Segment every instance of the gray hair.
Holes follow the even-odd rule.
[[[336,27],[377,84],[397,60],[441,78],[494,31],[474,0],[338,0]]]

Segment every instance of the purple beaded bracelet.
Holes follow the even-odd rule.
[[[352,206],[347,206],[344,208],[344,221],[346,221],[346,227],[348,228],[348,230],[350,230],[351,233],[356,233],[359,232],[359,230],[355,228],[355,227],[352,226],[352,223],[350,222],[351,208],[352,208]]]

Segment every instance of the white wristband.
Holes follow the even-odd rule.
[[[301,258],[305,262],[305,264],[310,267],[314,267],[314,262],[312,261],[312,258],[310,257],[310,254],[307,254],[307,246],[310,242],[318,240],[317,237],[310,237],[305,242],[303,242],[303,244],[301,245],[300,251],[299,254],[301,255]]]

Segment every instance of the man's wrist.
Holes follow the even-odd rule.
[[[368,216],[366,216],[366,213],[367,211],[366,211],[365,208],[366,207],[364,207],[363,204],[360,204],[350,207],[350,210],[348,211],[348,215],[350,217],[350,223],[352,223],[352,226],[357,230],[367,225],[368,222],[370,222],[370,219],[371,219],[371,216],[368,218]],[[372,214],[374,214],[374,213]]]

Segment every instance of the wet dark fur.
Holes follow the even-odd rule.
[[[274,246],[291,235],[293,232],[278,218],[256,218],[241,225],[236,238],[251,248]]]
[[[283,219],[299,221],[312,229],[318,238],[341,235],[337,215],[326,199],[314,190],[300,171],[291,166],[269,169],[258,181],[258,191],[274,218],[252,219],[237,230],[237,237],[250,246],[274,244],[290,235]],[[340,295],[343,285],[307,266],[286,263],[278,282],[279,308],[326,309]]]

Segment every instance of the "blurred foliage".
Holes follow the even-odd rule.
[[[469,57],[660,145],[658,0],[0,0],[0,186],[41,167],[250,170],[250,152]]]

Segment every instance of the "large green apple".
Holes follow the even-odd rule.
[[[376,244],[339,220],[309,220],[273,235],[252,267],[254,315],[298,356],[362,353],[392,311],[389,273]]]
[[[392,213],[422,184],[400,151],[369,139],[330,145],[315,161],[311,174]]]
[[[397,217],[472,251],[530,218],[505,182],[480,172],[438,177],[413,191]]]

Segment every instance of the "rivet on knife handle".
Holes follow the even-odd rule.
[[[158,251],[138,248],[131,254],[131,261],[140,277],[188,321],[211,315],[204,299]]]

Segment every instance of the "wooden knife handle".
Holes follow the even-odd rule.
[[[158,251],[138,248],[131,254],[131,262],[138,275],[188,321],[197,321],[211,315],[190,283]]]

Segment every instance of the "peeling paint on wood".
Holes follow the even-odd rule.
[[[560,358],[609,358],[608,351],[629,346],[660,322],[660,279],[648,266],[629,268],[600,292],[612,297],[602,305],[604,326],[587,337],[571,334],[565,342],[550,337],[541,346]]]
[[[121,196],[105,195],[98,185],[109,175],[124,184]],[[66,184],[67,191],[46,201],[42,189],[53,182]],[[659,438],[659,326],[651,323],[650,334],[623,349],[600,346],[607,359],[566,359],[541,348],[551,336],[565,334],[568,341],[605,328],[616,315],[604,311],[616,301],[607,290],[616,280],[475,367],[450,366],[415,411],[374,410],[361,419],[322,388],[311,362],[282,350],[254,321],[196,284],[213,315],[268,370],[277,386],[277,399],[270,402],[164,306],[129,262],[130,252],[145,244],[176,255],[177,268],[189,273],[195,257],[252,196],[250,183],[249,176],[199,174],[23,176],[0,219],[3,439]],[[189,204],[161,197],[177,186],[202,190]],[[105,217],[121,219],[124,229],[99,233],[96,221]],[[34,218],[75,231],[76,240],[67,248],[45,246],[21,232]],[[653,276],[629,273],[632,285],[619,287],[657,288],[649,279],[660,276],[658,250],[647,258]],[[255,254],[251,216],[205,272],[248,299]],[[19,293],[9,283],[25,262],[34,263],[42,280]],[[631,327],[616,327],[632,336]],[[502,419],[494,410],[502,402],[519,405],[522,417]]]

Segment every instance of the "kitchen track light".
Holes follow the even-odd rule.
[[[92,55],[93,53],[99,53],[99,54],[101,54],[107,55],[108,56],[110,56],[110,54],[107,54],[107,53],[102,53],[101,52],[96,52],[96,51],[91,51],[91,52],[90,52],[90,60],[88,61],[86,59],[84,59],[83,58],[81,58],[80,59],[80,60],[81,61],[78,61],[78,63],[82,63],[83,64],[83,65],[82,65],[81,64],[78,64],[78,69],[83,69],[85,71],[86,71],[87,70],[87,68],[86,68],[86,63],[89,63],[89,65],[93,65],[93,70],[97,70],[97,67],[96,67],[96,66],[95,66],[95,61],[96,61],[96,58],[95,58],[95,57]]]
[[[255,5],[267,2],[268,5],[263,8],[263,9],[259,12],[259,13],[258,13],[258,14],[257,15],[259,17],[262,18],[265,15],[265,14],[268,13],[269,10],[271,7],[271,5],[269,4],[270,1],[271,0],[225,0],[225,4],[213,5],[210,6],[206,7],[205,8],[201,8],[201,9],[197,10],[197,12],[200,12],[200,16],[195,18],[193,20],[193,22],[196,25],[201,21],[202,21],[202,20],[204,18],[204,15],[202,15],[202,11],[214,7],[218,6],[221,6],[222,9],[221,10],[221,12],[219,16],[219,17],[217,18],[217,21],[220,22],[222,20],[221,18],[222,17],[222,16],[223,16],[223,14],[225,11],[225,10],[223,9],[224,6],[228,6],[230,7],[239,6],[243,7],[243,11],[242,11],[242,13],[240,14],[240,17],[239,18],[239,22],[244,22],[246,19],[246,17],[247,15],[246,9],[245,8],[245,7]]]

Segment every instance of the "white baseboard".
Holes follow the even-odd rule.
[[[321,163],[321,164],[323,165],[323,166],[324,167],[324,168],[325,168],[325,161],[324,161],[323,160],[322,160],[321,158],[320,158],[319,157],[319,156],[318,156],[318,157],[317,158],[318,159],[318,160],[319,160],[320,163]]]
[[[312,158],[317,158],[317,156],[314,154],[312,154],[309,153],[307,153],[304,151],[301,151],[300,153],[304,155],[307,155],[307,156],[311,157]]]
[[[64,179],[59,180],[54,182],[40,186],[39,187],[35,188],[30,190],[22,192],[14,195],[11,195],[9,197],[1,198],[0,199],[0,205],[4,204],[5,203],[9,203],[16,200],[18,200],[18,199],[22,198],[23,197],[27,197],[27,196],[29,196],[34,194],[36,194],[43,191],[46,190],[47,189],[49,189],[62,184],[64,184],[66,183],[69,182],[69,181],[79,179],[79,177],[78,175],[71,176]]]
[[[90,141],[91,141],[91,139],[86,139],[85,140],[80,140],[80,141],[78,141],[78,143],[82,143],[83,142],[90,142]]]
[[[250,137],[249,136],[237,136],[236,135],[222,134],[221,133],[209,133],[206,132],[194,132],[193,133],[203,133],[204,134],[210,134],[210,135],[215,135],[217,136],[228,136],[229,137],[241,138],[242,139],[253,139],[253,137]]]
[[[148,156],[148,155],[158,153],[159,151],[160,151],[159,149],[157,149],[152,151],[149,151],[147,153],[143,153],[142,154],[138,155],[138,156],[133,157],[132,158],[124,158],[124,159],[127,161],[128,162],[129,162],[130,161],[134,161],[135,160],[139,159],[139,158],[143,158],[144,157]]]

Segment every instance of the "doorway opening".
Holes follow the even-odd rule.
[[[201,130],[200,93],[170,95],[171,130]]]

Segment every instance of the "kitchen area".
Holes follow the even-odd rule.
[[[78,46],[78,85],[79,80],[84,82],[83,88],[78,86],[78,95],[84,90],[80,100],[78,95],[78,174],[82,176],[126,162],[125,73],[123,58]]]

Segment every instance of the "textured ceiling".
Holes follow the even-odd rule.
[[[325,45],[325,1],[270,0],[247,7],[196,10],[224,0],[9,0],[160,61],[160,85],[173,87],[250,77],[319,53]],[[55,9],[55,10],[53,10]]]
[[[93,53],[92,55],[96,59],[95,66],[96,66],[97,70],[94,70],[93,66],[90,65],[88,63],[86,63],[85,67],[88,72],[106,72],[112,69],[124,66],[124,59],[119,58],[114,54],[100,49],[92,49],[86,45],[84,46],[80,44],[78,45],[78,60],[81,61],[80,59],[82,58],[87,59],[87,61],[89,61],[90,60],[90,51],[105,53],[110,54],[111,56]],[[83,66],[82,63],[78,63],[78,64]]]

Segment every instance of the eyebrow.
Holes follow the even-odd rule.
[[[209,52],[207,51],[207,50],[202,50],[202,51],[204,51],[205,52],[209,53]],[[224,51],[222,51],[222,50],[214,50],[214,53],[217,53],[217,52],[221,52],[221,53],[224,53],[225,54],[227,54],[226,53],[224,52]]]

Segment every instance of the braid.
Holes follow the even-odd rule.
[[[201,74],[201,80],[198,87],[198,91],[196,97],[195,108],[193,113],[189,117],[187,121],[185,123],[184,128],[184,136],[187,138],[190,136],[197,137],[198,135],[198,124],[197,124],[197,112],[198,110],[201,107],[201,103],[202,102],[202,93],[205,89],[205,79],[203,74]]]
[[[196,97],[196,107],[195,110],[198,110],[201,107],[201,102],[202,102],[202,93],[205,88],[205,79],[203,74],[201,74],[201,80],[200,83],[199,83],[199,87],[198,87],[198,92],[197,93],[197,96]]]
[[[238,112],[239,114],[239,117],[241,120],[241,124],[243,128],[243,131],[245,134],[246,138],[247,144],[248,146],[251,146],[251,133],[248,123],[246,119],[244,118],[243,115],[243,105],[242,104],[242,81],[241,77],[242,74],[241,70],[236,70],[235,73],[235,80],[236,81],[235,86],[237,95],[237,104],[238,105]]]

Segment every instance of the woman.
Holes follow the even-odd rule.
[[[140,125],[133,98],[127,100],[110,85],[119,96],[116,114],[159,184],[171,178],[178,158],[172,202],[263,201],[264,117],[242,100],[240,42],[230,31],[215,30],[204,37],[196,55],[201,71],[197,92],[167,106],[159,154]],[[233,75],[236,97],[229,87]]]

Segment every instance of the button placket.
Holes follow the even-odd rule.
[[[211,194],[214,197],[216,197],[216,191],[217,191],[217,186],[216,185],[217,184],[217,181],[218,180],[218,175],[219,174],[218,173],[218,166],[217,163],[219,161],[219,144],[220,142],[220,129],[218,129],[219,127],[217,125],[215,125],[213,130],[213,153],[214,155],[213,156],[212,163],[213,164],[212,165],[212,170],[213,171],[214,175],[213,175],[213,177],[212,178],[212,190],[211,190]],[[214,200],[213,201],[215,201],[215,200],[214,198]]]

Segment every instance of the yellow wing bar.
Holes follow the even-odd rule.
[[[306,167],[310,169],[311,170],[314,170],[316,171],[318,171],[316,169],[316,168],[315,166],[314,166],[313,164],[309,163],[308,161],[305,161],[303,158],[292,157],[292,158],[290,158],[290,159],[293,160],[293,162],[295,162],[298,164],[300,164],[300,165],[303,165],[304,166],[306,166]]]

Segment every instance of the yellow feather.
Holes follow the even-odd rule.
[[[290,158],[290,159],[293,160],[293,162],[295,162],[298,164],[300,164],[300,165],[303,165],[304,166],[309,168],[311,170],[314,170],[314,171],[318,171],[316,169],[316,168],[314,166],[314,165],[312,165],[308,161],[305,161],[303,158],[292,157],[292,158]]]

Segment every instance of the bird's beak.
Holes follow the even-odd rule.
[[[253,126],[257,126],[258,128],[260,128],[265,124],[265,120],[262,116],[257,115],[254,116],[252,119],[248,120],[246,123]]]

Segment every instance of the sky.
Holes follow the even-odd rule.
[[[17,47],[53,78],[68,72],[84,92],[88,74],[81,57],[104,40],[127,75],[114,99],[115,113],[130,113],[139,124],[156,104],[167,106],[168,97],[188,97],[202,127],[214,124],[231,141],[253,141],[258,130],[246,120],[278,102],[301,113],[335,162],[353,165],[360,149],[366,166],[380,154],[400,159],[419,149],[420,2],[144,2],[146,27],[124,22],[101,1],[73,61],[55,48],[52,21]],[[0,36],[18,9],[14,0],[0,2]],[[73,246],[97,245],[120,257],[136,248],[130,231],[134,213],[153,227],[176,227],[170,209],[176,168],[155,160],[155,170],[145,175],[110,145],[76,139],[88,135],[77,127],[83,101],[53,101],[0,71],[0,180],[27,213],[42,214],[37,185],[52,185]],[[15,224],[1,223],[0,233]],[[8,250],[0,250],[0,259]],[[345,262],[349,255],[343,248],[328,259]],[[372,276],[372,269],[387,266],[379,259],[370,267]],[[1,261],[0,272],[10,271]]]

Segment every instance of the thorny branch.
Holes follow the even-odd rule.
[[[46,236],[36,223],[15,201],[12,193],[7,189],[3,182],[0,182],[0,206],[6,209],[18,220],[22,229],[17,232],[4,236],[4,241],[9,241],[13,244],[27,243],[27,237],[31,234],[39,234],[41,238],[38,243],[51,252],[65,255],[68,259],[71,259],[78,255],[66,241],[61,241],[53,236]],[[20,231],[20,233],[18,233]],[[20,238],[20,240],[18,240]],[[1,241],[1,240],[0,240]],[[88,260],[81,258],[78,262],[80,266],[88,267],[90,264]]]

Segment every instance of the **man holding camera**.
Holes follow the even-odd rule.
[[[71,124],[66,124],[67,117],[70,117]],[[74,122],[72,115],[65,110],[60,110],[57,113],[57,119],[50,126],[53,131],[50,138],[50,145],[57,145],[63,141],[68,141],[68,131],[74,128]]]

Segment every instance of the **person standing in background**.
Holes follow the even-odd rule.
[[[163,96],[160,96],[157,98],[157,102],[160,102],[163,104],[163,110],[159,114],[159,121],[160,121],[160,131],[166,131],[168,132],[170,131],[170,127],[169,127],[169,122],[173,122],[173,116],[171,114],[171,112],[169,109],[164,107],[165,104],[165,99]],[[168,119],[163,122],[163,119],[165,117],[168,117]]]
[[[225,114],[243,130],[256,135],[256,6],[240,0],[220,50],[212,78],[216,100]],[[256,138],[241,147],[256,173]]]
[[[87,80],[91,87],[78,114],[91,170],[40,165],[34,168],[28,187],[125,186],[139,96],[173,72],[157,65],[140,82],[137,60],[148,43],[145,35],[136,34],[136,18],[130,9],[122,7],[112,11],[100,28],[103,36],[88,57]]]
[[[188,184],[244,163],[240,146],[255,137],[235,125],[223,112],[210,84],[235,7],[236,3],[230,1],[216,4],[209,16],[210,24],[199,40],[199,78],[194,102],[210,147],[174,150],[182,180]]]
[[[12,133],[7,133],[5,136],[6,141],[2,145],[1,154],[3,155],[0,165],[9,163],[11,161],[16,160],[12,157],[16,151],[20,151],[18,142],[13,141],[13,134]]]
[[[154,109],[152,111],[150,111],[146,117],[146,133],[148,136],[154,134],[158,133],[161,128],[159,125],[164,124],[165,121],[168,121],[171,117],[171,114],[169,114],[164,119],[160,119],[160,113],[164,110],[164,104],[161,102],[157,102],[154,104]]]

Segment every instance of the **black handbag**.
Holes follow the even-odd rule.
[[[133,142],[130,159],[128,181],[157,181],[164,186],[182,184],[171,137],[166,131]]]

━━━━

### WHAT YOU WILL DO
Which lines of the listing above contain the string "yellow"? Return each of them in full, treating uppercase and lowercase as different.

### TASK RESULT
Segment every instance of the yellow wing bar.
Segment every instance of the yellow feather.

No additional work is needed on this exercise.